[Start of PASSAGE SHOWN]
Ron dreamt up Surface Plus Transit right after he finished inventing the internets.

Posted by just sayin' | February 21, 2007 3:42 PM
2

ECB Wrote:
"probably kill the maritime industry on the waterfront. “The Port of Seattle and manufacturing businesses don’t have an alternative. If we choose a surface option they may not have a future in the city. … And that can work.”

So killing the maritime industry and
manufacturing businesses in Seattle is okay with Nickels? That is one huge open mouth-insert foot(both) moment, and he'll be reminded of it from every election onward. "Nickels wanted to kill family wage jobs in Seattle beacuse he couldn't get his financially questionable tunnel"

---Jensen

Posted by Jensen Interceptor | February 21, 2007 3:46 PM
3

Killing the maritime industry? What a load of crap. Whether the central waterfront portion is above, at or below grade has no effect on the Spokane St - King St section, which is where the maritime action is at.


The SR 519 interchange will improve freight and maritime mobility regardless of what happens in the Central Waterfront, which mainly impacts condo developers and tourist traps.

Posted by Some Jerk | February 21, 2007 3:57 PM
4

I still don't understand why people keep saying that Port Traffic uses the Viaduct. Port traffic is essentially shipping containers or rail cars full of grain. You just don't see container trucks on the Viaduct -- they use Alaska Way and/or Marginal Way to get to Spokane or Royal Brougham or Atlantic/Martinez. Clearly I am missing something here because it comes up over and over again --can someone explain it?

Posted by GoodGrief | February 21, 2007 4:01 PM
5

@1 - actually, the phrase Surface Plus Transit was dreamed up by me at a Sierra Club Transportation meeting, but you can steal it if you want.

@4 - yes, I used to work at WOSCA - where they take boxcars from the ships and put them on short trucks and take them off trains and put them on trucks - those use the Viaduct - in fact, the Safeco exit runs right next to my old office - literally. Trucks use the Viaduct, even if you don't want to admit it.

Posted by Will in Seattle | February 21, 2007 4:05 PM
6

What horseshit. I have yet to see a real study showing the 130,000 figure, or the death of industry and the port with a surface street rather than another elevated monstrosity.

Hell, this experiment happened. The viaduct was shut for months after the 2001 earthquake and the city still exists. The concurrent closure of the Ballard bridge didn't even matter that much.

The first stretch of light rail will be complete in about 2 years, with an immediate extension to UW. I can see the Allenville street car going in. What crap it is to claim the ONLY way the city can accomidate new residents is through more and more cars. Total horseshit.

Posted by golob | February 21, 2007 4:06 PM
7

Ron Sims wins. Seriously, 7-10 years of the surface option no matter what? Let's just take it down before the next earthquake does it for us. If we need a replacement so badly it'll be apparent within a few years.

Posted by chris | February 21, 2007 4:39 PM
8

from March 2, 2001

"The viaduct itself reopened yesterday afternoon, clearing up one source of some astounding traffic headaches."

I do believe that was 2 days after the earthquake. Just the facts. The viaduct has been closed a few weekends.
[End of PASSAGE SHOWN]
[Start of DATA]
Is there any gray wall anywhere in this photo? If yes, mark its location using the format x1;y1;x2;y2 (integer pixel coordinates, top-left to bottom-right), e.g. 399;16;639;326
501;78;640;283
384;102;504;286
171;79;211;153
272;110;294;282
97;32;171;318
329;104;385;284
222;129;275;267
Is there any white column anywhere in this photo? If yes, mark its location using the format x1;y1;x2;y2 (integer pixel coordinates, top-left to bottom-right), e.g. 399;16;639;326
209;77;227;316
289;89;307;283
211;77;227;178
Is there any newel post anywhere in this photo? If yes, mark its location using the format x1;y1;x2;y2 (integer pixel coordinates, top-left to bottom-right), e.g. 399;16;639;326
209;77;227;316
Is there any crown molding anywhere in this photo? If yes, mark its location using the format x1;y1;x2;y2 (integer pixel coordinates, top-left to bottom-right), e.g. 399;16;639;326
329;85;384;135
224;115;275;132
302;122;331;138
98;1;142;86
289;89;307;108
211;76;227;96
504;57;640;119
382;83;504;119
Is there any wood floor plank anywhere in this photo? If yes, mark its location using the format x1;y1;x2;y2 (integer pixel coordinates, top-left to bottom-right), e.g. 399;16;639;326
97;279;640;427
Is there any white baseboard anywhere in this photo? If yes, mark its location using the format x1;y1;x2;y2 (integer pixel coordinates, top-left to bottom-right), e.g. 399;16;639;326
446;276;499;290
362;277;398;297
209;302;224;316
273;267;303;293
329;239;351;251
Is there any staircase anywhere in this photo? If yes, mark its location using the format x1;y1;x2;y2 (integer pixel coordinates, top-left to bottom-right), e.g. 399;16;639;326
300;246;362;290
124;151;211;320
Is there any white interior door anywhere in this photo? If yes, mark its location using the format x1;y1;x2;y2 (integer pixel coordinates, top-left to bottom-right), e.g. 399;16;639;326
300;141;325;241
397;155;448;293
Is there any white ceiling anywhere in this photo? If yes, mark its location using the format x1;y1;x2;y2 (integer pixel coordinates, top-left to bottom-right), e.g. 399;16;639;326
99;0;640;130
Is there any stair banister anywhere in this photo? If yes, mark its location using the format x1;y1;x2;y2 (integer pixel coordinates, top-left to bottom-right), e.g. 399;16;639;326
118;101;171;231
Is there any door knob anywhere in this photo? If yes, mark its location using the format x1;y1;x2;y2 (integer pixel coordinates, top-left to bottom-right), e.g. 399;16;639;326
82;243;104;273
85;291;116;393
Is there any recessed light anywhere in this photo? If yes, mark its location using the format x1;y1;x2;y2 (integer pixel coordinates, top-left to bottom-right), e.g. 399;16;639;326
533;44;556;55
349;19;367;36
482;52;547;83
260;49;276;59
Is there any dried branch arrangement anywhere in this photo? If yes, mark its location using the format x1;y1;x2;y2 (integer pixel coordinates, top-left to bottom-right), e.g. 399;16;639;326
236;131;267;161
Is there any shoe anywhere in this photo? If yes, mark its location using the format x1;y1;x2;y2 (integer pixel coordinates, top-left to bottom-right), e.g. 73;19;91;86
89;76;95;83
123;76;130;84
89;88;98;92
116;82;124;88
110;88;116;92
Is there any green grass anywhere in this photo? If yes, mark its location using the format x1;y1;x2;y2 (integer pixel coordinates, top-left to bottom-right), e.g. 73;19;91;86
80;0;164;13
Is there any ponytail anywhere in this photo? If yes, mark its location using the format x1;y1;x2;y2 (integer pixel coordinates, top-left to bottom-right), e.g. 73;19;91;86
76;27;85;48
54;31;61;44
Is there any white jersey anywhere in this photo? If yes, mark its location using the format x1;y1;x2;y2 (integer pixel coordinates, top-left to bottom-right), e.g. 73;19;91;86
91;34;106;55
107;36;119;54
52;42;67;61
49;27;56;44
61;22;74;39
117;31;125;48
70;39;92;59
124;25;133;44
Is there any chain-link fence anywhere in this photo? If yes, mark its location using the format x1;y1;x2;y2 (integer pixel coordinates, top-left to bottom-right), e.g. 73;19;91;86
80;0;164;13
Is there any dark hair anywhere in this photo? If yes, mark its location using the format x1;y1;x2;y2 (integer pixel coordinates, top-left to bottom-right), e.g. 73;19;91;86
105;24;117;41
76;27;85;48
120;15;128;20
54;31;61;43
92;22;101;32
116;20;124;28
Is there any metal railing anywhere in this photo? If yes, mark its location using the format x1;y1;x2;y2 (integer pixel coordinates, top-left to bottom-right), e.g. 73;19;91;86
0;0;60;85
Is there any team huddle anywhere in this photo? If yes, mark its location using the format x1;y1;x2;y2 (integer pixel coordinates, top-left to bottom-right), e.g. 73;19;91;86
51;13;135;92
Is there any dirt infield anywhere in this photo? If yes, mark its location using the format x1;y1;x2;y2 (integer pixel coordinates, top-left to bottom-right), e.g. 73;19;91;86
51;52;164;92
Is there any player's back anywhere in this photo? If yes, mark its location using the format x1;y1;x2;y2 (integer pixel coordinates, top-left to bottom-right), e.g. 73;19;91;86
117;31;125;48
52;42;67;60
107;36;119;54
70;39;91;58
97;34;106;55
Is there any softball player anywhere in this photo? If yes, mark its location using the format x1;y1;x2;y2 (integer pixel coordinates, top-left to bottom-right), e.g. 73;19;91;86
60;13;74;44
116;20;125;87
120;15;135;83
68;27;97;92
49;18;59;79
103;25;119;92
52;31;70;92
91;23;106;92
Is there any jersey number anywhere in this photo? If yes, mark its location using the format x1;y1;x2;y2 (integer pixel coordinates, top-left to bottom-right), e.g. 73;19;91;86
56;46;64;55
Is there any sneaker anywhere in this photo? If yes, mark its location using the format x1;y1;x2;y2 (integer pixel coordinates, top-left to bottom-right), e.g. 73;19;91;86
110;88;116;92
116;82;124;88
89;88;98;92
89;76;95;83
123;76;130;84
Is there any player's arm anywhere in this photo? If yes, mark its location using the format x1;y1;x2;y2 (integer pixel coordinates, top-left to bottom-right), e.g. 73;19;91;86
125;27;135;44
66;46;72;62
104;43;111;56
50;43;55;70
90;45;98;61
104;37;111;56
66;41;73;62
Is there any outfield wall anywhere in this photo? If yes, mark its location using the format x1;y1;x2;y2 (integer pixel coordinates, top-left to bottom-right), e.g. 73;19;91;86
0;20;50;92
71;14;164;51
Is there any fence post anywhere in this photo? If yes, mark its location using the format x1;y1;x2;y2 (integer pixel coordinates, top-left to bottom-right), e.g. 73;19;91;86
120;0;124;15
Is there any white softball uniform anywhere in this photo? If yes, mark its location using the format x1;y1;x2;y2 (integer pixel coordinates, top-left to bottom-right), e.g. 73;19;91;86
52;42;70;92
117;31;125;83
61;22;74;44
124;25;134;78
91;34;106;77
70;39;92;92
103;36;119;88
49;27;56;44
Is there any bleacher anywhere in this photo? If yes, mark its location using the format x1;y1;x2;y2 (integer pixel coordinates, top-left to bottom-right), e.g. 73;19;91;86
[End of DATA]
▶ **LIST OF TASKS**:
(a) Repeat the viaduct comment thread word for word between "Killing the maritime industry?" and "someone explain it?", inclusive.
(b) In one to three sentences, explain why the commenter posting as Some Jerk in the viaduct comment thread rejects the claim that a surface option would kill the maritime industry.
The entries are separate material with no connection to the viaduct comment thread.

▶ **RESPONSE LIST**:
(a)
Killing the maritime industry? What a load of crap. Whether the central waterfront portion is above, at or below grade has no effect on the Spokane St - King St section, which is where the maritime action is at.


The SR 519 interchange will improve freight and maritime mobility regardless of what happens in the Central Waterfront, which mainly impacts condo developers and tourist traps.

Posted by Some Jerk | February 21, 2007 3:57 PM
4

I still don't understand why people keep saying that Port Traffic uses the Viaduct. Port traffic is essentially shipping containers or rail cars full of grain. You just don't see container trucks on the Viaduct -- they use Alaska Way and/or Marginal Way to get to Spokane or Royal Brougham or Atlantic/Martinez. Clearly I am missing something here because it comes up over and over again --can someone explain it?

(b) Some Jerk argues that whether the central waterfront portion is above, at or below grade has no effect on the Spokane St - King St section, which is where the maritime action is. The commenter adds that the SR 519 interchange will improve freight and maritime mobility regardless, since the Central Waterfront mainly affects condo developers and tourist traps.